** Opening RECORD SET block **

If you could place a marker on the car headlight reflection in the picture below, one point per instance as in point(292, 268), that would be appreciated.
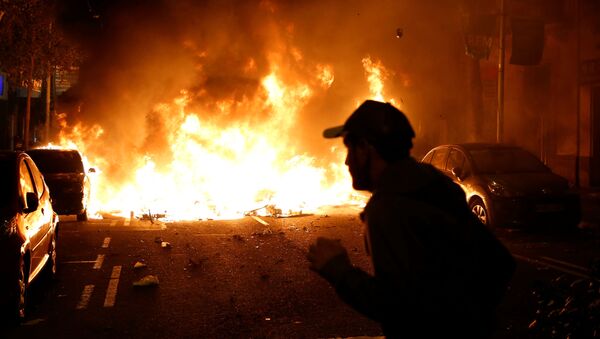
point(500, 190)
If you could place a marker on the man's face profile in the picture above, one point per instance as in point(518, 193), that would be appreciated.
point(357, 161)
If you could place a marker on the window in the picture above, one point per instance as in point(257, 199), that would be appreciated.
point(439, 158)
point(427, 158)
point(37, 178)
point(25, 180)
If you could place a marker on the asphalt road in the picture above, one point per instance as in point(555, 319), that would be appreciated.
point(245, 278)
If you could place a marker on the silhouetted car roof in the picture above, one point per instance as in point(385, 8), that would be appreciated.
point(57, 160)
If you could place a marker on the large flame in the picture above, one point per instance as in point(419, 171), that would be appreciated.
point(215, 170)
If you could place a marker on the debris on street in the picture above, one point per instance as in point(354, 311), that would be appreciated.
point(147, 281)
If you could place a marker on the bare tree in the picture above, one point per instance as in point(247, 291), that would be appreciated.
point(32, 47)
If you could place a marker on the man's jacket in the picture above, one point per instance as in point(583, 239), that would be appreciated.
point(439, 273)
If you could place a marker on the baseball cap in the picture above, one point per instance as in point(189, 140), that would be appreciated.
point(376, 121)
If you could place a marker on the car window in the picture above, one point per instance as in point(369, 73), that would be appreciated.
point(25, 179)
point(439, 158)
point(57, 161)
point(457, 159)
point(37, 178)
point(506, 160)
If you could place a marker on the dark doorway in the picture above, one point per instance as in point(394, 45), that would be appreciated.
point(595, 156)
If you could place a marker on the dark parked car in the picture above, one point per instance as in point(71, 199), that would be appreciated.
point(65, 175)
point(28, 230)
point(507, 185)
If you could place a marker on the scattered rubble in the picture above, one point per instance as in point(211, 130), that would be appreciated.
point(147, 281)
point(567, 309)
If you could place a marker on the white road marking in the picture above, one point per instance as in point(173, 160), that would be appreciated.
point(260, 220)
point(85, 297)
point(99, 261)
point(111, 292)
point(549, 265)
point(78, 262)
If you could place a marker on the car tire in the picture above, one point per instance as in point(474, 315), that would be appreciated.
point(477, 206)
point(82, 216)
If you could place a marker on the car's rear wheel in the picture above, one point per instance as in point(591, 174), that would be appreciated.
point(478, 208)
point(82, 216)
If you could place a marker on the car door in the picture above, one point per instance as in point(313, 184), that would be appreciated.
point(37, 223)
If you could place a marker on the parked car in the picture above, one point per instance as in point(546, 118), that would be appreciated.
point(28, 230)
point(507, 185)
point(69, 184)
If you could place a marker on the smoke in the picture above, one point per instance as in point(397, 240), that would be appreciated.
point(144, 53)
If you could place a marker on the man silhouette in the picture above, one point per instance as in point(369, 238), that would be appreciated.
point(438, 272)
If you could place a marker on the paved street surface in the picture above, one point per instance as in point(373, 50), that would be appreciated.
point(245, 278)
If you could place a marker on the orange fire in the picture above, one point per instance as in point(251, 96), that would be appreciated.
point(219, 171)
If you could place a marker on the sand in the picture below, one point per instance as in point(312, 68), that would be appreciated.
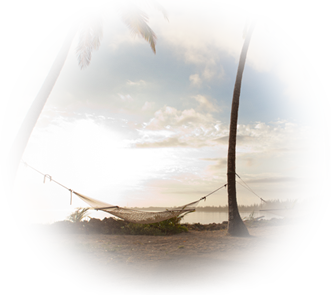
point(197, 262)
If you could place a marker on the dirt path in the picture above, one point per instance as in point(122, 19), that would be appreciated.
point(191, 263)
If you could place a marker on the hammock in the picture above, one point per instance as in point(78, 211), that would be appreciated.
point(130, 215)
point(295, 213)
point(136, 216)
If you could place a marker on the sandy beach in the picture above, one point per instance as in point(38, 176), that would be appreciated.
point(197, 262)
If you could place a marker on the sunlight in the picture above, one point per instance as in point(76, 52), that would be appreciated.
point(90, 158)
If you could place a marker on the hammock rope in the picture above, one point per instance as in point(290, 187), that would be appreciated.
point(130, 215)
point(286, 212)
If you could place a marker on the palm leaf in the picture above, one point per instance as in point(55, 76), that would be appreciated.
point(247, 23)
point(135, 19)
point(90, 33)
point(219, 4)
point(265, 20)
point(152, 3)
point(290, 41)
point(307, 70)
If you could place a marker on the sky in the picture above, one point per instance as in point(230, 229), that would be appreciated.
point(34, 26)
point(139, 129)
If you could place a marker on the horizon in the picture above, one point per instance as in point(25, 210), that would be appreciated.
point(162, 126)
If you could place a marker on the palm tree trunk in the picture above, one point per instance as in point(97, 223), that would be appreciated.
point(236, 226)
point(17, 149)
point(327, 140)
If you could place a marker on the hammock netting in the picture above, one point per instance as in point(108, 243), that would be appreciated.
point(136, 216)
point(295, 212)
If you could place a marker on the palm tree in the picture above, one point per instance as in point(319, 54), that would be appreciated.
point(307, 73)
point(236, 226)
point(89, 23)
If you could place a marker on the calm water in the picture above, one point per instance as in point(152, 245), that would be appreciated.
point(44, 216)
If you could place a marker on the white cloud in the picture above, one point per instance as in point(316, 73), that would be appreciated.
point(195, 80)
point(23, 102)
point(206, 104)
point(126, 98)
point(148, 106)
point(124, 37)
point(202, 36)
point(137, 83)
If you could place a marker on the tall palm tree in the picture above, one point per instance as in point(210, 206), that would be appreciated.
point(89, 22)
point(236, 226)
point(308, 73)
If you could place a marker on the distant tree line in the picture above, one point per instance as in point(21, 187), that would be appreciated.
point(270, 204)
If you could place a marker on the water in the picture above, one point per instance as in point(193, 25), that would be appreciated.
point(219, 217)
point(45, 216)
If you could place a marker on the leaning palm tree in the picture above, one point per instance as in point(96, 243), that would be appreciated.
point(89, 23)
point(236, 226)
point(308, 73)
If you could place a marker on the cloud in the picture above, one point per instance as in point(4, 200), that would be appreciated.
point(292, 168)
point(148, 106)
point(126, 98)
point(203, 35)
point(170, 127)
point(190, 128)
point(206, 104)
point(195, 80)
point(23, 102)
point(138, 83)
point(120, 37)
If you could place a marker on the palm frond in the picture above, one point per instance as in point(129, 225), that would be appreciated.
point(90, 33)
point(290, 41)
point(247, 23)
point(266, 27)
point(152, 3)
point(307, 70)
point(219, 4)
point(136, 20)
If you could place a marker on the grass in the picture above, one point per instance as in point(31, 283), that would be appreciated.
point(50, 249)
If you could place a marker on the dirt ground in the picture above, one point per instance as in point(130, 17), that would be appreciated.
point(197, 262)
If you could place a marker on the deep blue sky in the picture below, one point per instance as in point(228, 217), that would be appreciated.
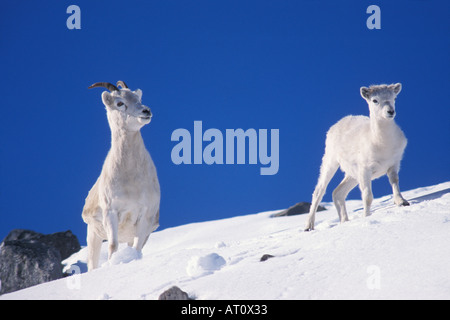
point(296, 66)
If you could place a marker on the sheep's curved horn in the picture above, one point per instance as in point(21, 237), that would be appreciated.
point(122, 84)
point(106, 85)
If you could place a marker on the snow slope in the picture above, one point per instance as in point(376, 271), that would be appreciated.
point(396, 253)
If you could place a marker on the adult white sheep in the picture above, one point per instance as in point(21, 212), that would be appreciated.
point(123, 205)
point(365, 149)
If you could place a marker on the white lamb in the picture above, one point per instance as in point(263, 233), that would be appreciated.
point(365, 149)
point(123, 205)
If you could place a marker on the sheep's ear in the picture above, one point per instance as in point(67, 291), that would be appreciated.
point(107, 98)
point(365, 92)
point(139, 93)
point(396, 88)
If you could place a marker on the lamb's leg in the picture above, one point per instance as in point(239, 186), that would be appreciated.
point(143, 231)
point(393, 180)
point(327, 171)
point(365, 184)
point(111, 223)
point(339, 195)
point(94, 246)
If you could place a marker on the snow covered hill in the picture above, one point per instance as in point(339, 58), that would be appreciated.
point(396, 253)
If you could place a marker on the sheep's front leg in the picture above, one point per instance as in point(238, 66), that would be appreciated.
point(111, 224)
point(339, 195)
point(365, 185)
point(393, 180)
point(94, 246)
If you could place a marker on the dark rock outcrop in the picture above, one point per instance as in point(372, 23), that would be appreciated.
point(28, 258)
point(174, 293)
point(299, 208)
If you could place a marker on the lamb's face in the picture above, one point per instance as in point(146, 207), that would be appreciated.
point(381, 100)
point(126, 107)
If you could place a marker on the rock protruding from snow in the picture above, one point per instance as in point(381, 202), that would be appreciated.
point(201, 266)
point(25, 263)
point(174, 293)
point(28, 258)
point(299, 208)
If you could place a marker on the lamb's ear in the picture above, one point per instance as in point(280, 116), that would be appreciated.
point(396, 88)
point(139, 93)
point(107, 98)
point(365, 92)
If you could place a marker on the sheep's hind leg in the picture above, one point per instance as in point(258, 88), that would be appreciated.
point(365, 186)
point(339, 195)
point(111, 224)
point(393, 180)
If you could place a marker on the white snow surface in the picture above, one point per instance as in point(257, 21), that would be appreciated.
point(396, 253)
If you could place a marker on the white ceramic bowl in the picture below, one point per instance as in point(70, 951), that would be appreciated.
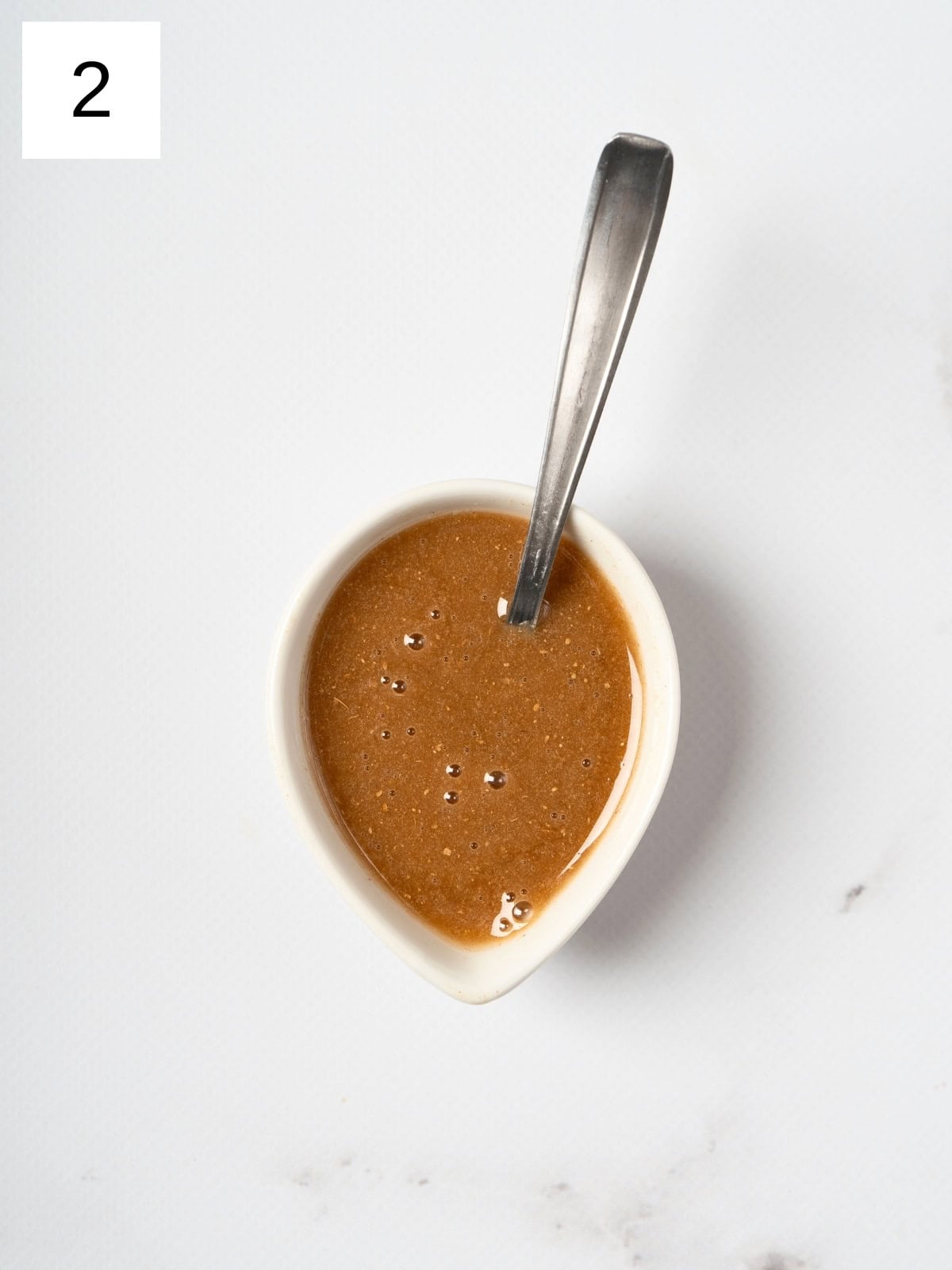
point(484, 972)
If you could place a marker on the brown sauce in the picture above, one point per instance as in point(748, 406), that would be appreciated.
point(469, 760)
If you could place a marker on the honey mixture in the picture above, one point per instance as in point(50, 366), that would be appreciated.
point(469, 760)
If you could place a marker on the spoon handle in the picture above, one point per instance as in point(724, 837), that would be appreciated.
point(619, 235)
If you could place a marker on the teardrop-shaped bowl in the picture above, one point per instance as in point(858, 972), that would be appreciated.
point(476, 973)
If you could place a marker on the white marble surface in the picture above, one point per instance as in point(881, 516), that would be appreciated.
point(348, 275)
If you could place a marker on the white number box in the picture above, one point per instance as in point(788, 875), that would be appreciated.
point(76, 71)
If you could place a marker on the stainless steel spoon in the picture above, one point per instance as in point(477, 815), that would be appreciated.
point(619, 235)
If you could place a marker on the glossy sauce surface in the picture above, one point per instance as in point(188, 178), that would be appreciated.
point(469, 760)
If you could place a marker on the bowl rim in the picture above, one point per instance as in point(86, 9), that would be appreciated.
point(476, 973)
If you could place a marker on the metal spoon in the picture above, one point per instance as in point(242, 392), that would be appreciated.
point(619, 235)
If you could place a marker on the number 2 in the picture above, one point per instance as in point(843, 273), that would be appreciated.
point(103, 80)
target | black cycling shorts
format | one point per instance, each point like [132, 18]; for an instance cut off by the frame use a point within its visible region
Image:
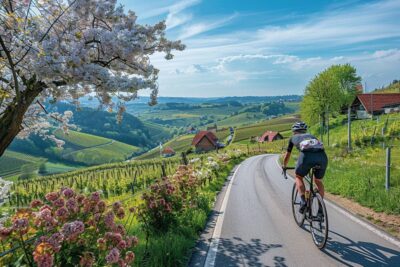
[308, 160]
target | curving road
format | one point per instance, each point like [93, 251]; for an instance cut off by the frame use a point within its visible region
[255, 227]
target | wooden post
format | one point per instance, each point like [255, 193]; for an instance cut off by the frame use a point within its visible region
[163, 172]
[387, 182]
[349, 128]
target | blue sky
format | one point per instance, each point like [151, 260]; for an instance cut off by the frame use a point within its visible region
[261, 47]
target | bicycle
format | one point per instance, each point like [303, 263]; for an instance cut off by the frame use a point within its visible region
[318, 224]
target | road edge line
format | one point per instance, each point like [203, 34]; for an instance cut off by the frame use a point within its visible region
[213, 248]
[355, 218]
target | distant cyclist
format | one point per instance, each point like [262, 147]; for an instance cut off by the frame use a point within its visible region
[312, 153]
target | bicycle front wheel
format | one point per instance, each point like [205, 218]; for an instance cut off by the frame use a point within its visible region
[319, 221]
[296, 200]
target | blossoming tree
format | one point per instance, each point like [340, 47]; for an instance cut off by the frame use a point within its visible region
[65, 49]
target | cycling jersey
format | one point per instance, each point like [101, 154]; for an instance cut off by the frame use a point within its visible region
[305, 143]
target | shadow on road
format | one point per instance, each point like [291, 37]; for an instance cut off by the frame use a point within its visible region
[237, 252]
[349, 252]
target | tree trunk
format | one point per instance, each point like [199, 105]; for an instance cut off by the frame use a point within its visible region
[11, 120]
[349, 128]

** Closing RECORD SET block **

DIRECTIONS FOR THIS TASK -
Count every line of the material that holds "bicycle". Reply with the number alone.

WRITTEN RESPONSE -
2